- _TASK BRIEF_
Copy each of the items below word for word, and keep every line and its punctuation unchanged.

- _LISTED ENTRIES_
· · ·

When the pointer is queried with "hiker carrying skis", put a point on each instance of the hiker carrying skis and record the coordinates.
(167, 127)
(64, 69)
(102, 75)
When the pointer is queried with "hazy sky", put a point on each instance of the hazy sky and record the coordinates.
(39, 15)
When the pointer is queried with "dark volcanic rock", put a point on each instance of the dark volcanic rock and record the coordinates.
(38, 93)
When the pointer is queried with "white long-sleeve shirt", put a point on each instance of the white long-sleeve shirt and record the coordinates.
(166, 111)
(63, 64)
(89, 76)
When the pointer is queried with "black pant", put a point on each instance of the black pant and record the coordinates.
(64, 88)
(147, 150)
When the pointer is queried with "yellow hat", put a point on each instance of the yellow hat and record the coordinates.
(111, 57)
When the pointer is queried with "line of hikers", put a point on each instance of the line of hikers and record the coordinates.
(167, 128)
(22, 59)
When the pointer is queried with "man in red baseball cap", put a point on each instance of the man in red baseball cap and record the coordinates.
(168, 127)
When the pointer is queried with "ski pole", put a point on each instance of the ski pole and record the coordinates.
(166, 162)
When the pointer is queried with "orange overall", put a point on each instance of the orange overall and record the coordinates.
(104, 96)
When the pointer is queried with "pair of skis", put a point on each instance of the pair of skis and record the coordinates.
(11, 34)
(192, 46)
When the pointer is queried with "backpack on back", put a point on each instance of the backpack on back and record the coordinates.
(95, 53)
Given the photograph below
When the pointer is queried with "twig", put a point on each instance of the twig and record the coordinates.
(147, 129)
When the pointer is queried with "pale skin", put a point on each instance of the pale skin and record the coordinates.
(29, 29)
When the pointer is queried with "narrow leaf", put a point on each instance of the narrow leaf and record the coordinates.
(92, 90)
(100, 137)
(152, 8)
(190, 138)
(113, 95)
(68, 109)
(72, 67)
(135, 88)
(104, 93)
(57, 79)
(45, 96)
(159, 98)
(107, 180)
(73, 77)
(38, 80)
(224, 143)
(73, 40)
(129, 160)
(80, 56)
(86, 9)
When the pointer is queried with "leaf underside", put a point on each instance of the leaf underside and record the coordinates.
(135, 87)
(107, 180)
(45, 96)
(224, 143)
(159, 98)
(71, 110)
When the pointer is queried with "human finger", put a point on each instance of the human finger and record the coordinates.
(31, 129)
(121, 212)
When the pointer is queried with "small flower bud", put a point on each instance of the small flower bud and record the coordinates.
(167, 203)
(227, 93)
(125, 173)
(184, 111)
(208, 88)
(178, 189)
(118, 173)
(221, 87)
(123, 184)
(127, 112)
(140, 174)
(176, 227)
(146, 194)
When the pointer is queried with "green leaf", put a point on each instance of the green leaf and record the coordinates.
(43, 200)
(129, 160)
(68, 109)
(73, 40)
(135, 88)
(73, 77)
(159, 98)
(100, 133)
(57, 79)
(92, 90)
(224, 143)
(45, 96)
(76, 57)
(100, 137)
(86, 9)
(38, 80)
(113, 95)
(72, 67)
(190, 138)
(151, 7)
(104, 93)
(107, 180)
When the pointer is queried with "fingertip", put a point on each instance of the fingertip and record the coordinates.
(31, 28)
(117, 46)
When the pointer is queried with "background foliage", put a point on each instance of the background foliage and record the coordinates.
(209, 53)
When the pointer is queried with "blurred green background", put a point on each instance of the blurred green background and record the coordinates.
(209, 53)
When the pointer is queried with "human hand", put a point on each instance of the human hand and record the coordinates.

· · ·

- _ANSWER TO THIS EXERCISE_
When the pointer is queried with "hiker carrying skis", put a point on each instance of the hiker carrying skis and record the coordinates.
(167, 127)
(64, 69)
(102, 75)
When the pointer is queried with "hazy sky", put a point on each instance of the hazy sky and record the coordinates.
(39, 15)
When the pointer is queried with "dark volcanic rock", put a point on each instance of the dark volcanic rock and record the coordinates.
(38, 93)
When the pointer is queried with "white long-sleeve shirt", put a point on each instance of the white long-sleeve shirt and record the coordinates.
(166, 111)
(63, 64)
(89, 76)
When the pointer is queried with "black pant", put a point on each instance of the black pant and record the coordinates.
(64, 88)
(147, 150)
When the pointer is queried with "yellow hat", put a point on each instance of the yellow hat and record the coordinates.
(111, 57)
When the pointer is queried with "line of hikers", put a point on each instance of the line of hikers and record the coordinates.
(167, 128)
(22, 59)
When the pointer is queried with "man in red baseball cap", put a point on each instance of the man in red baseball cap and record the coordinates.
(168, 127)
When the pointer is queried with "ski pole", put a point on each instance of the ski pole and record the coordinates.
(166, 162)
When the pointer is queried with "orange overall", put a point on each instance of the orange overall and record the coordinates.
(104, 96)
When the pointer is queried with "pair of skis", put a point on each instance of the pair of skis and record the coordinates.
(11, 34)
(192, 46)
When the pointer is queried with "backpack on back", put a point on each instance of the backpack on back and record the coordinates.
(95, 53)
Given the photograph below
When the pointer is queried with "twig", put a point on each instance of the twig and record the coordinates.
(147, 129)
When the pointer is queried with "pale skin", put a point on each instance of the pale skin and record the coordinates.
(29, 29)
When the pointer is queried with "narrow leaf", put a point on each instance of the narrow leaf and record the coordinates.
(92, 90)
(100, 137)
(152, 8)
(190, 138)
(113, 95)
(68, 109)
(72, 67)
(135, 88)
(104, 93)
(57, 79)
(45, 96)
(159, 98)
(107, 180)
(73, 77)
(38, 80)
(224, 143)
(73, 40)
(129, 160)
(80, 56)
(86, 9)
When the pointer is queried with "leaf underside", put a point on each instance of the leaf underside and record the coordinates.
(135, 87)
(107, 180)
(45, 96)
(224, 143)
(159, 98)
(71, 110)
When the pointer is queried with "human finger", put a point on each instance of the human finger and record the coordinates.
(31, 129)
(121, 212)
When the pointer is queried with "small flower bud", put a point on each instance of the small flower bud and record the coordinates.
(167, 203)
(227, 93)
(125, 173)
(184, 111)
(208, 88)
(178, 189)
(118, 173)
(221, 87)
(123, 184)
(127, 112)
(140, 174)
(176, 227)
(146, 194)
When the pointer is queried with "green leaf", put a point on each instance of the green leaf and record the coordinates.
(43, 200)
(129, 160)
(68, 109)
(73, 40)
(135, 88)
(73, 77)
(159, 98)
(100, 133)
(57, 79)
(92, 90)
(224, 143)
(45, 96)
(76, 57)
(100, 137)
(86, 9)
(38, 80)
(113, 95)
(72, 67)
(190, 138)
(151, 7)
(104, 93)
(107, 180)
When the pointer is queried with "fingertip", put a point on each instance of the fingertip and record the coordinates.
(31, 28)
(117, 46)
When the pointer is queried with "background foliage", put a point on each instance of the background foliage and record the coordinates.
(209, 53)
When the pointer is queried with "blurred green background", put a point on each instance of the blurred green background and record the coordinates.
(209, 53)
When the pointer is queried with "human hand", put a point on each instance of the human hand and record the coordinates.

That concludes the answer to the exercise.